WORK REQUIRED »
Repeat the part of the data that opens with the line containing "Where might the fallen" and closes with the line containing "[106,172,136,191]", word for word, including both of those lines.

THE DATA »
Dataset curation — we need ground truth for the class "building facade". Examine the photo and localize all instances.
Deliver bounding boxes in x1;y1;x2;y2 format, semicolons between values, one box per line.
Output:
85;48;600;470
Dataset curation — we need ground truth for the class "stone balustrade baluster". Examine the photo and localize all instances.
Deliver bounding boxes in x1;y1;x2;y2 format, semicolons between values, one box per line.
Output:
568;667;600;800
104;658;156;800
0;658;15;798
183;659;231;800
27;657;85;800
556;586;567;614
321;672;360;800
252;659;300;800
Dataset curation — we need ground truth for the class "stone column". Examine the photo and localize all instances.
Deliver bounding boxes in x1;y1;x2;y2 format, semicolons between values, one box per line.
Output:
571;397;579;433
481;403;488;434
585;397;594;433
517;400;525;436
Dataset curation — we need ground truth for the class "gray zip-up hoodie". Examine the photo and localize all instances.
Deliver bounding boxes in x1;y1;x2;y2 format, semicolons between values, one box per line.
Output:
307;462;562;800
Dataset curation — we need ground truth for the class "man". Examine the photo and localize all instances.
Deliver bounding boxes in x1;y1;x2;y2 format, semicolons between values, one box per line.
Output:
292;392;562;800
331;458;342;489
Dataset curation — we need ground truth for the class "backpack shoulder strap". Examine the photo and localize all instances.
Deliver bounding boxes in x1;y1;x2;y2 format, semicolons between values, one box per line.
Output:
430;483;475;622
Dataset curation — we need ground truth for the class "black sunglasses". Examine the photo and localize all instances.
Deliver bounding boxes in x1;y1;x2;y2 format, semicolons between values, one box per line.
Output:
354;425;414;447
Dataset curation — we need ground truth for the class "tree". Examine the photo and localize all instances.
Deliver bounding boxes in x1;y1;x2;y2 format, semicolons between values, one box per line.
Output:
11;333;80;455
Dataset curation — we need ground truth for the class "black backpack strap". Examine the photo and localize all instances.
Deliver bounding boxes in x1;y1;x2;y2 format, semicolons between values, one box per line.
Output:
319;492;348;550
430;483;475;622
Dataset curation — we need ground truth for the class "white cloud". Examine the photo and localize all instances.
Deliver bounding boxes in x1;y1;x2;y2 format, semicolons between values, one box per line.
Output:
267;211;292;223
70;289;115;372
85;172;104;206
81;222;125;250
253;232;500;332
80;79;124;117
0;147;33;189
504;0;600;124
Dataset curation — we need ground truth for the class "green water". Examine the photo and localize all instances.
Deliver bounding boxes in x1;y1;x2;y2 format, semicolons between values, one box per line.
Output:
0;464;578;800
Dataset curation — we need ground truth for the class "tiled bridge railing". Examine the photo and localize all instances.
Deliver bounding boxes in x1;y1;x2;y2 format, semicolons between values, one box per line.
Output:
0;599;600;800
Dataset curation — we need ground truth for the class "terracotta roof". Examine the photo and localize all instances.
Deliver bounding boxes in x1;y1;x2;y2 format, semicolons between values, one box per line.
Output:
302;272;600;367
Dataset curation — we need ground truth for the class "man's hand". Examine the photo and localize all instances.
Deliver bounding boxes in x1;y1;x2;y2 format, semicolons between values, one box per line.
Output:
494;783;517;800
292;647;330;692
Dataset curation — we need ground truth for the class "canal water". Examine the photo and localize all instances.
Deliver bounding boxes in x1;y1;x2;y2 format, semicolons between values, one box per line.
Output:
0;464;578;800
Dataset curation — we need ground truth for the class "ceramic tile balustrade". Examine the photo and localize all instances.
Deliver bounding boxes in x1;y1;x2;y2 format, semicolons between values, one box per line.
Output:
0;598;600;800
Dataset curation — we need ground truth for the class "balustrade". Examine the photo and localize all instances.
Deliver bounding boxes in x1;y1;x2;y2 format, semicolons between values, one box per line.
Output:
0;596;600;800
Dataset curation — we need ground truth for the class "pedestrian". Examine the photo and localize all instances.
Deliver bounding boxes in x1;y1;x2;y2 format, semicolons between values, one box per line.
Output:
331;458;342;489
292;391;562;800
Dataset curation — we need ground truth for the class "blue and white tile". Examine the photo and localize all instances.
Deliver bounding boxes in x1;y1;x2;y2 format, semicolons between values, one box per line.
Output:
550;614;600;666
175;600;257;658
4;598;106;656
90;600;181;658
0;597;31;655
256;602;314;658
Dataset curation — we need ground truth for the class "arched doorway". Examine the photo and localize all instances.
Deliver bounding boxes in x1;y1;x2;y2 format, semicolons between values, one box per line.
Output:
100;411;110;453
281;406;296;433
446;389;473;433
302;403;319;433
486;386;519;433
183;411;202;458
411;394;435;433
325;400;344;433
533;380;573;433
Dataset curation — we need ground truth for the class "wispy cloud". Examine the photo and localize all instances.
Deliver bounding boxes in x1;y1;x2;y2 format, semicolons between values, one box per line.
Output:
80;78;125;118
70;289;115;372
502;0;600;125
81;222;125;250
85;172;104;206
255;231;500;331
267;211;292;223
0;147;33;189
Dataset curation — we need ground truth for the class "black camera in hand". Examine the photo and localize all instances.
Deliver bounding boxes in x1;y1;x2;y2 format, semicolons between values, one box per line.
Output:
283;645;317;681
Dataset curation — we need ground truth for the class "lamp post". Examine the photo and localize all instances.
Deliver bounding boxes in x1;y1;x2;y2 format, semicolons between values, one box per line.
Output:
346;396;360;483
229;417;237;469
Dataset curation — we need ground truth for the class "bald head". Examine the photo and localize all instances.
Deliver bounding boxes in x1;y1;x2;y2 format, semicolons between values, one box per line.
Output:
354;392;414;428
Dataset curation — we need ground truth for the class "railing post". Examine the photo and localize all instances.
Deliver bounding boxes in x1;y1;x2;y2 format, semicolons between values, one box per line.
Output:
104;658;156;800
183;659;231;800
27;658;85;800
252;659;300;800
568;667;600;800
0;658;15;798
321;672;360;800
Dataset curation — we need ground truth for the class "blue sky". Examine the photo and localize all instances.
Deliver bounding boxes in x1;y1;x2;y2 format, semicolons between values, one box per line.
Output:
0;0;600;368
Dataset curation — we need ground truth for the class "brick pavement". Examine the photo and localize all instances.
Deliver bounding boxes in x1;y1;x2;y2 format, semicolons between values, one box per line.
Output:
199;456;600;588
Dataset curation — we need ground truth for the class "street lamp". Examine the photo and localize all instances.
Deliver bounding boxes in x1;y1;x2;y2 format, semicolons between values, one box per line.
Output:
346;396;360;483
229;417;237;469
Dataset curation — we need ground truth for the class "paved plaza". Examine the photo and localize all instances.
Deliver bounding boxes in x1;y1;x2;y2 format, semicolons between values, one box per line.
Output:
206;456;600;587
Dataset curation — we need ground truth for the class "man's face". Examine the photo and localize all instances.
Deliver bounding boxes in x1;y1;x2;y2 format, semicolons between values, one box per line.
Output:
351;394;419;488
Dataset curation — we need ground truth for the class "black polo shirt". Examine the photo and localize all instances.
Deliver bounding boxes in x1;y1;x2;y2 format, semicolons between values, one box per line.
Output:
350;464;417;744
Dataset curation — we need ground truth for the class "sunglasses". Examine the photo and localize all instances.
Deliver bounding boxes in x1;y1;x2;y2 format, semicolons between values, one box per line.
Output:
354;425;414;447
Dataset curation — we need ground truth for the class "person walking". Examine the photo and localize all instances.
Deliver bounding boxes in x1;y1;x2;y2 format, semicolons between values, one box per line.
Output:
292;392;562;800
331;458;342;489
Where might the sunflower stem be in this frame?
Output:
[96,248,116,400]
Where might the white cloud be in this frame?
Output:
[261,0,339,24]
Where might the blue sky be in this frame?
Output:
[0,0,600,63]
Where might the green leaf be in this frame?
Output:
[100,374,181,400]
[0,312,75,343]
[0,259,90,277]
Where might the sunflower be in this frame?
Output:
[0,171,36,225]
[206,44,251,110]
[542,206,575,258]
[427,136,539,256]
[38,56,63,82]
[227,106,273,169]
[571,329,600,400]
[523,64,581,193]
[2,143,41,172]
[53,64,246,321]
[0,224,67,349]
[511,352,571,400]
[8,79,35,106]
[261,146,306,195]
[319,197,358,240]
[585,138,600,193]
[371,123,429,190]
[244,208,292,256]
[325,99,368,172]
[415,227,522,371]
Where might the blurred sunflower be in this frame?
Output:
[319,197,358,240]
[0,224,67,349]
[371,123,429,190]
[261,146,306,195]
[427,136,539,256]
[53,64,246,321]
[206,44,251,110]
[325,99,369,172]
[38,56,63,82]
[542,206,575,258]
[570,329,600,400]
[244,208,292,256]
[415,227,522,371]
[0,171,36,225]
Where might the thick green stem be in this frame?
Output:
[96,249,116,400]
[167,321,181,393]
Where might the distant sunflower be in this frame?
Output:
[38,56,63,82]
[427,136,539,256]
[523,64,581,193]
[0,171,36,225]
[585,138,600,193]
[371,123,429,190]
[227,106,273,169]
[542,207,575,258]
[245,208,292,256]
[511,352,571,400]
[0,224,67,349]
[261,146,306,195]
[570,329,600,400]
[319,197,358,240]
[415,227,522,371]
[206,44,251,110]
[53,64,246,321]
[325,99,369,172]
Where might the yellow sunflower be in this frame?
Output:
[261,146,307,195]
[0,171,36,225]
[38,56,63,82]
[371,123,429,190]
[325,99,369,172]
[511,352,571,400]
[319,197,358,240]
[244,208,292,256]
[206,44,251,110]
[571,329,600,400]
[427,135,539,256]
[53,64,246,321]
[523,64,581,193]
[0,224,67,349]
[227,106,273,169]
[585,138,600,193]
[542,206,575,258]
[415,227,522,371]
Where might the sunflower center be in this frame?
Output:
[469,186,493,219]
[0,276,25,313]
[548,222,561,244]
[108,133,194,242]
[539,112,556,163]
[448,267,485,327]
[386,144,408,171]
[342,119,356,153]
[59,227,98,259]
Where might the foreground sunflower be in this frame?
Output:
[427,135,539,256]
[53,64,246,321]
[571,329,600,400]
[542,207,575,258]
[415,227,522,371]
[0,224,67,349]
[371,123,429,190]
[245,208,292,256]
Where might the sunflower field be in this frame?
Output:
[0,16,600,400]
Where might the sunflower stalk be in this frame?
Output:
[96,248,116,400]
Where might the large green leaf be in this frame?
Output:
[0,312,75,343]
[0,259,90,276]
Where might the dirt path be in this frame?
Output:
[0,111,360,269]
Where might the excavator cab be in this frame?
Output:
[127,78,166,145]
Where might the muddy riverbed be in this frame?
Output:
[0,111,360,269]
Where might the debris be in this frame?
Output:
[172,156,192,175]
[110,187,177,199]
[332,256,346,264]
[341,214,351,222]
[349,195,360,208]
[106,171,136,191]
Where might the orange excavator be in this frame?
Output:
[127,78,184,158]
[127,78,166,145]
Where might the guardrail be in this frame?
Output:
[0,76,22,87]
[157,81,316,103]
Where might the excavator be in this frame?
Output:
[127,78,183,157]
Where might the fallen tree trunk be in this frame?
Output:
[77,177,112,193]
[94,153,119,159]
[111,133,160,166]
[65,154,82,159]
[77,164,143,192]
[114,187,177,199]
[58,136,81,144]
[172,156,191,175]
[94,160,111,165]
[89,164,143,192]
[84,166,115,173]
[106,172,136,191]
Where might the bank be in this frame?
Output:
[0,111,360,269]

FINAL ANSWER »
Where might the fallen tree trunk be in this frame?
Output:
[77,177,112,193]
[94,153,119,159]
[111,133,160,166]
[65,154,82,159]
[77,164,143,192]
[114,187,177,199]
[58,136,81,144]
[172,156,191,175]
[94,160,111,165]
[89,164,143,192]
[84,166,115,173]
[106,172,136,191]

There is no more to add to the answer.